+++ RECORDED DATA +++

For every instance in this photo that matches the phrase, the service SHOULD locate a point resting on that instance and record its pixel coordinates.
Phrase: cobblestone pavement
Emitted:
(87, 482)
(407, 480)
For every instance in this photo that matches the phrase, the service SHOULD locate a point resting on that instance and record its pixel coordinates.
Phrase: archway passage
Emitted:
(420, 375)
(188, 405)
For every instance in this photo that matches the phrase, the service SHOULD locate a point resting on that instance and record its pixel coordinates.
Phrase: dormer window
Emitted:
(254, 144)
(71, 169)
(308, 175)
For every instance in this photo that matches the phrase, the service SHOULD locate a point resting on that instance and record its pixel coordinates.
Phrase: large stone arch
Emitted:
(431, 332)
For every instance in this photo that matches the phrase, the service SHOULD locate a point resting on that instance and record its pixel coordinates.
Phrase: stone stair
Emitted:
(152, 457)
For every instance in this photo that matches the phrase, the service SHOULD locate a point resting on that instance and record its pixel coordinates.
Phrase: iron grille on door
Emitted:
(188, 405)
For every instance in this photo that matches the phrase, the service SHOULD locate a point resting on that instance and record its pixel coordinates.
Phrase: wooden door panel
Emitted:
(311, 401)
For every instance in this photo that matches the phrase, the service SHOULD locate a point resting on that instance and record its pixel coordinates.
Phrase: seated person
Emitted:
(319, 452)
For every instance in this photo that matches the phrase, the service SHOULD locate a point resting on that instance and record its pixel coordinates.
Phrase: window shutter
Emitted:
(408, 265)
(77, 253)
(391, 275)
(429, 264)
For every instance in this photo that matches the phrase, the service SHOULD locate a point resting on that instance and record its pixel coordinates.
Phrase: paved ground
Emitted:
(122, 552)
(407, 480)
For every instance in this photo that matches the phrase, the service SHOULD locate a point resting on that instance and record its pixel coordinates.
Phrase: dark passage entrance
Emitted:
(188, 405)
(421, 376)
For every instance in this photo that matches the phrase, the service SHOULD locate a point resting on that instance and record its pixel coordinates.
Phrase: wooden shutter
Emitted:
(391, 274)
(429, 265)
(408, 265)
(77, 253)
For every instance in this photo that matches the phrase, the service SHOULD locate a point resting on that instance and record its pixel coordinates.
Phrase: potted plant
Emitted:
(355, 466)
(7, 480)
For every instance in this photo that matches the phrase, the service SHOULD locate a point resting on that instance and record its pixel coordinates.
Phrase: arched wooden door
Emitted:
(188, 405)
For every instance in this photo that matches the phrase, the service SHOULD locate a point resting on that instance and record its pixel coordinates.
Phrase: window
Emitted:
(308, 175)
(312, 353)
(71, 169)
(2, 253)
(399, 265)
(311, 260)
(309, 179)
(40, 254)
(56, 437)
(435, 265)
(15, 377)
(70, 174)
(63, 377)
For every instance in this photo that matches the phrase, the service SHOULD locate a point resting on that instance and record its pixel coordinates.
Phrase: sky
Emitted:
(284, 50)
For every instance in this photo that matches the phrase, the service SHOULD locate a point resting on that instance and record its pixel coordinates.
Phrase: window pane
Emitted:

+++

Find every line of the material above that contains the word "window" and copy each one out. Case counts.

Phrase: dormer window
Phrase: window shutter
Phrase: window
Phrase: window pane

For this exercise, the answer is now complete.